Region pointing data:
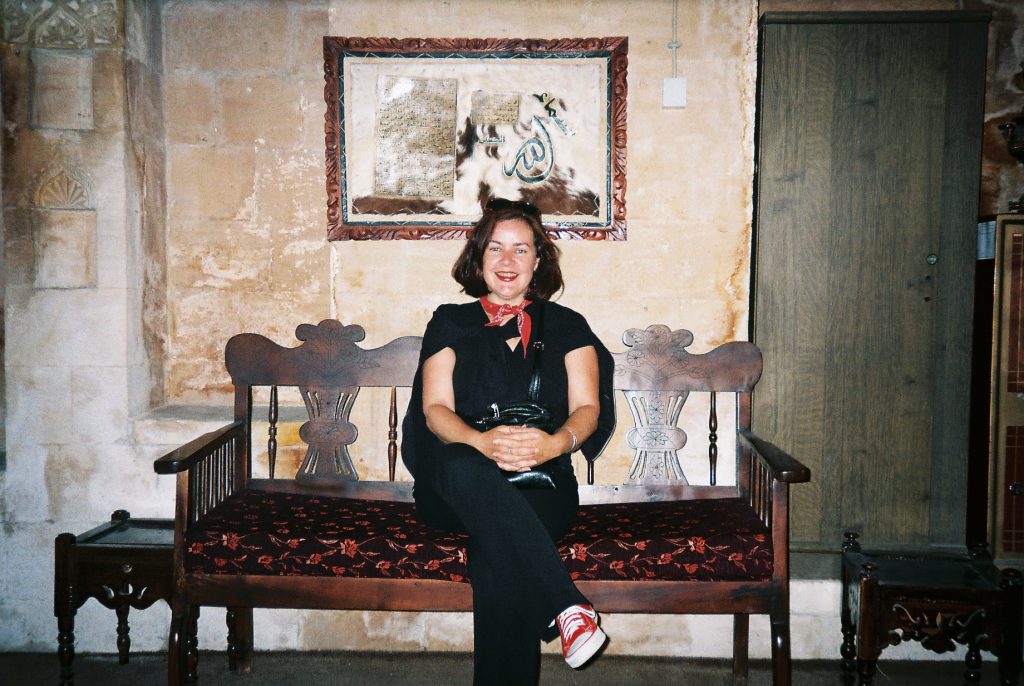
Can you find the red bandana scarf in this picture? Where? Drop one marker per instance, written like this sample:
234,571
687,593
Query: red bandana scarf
497,313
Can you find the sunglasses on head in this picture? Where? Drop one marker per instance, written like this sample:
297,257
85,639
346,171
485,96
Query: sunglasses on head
496,204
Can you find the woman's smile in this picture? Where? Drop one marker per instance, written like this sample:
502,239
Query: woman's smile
509,261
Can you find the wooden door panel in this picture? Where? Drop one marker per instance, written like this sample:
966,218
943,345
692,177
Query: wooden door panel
863,335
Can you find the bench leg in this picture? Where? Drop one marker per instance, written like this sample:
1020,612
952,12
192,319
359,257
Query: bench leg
781,667
866,670
240,639
66,647
174,649
740,641
190,643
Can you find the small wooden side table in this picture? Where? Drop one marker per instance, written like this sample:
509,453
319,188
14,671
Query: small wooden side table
938,600
124,563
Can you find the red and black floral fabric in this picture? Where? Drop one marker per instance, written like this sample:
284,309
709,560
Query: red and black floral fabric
279,533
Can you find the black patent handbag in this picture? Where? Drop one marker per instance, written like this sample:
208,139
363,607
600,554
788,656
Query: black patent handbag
525,413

Aim of the task: Repeat the records above exactly, without pictures.

Result below:
Can you find the red bandana scarf in this picture? Where? Drop one marker per instance, written like this sample:
234,571
687,593
Query: red bandana scarf
497,313
Can you find the sunglasses on head in this picture? Where? Drop one marker per instance, written like this sample:
297,257
85,639
346,171
485,96
Query: sunglasses on head
496,204
Can you find the woman's smile in this picture? Where? Drop one marker per instance, written like this sample:
502,239
Query: woman's smile
509,261
Can you find the wooden door panel in this picture? Where? Drop one marker per instance, written like this sample:
966,218
943,345
692,177
Query: wooden door panel
863,335
Can you find the bench leg in this picture? Where? Drop one marker per instance, written like this sample:
1020,612
952,12
192,319
359,257
Query: bench leg
781,667
866,670
240,639
66,647
174,649
740,641
190,643
Can you find the small wooden side table in this picture? Where? Drop one marker per instance, written like this sample:
509,453
319,188
14,671
Query: small wooden side table
938,600
124,563
Can you find the red and black floral fabric in this picture? Where? Drop one marker per instance, written like this sample:
284,309
709,560
Query: red and black floral fabric
279,533
Can you find the black patent handbag in this picture? Where? Drop one marker per instance, written like this sample:
208,139
363,607
600,554
788,656
Query: black patent handbag
525,413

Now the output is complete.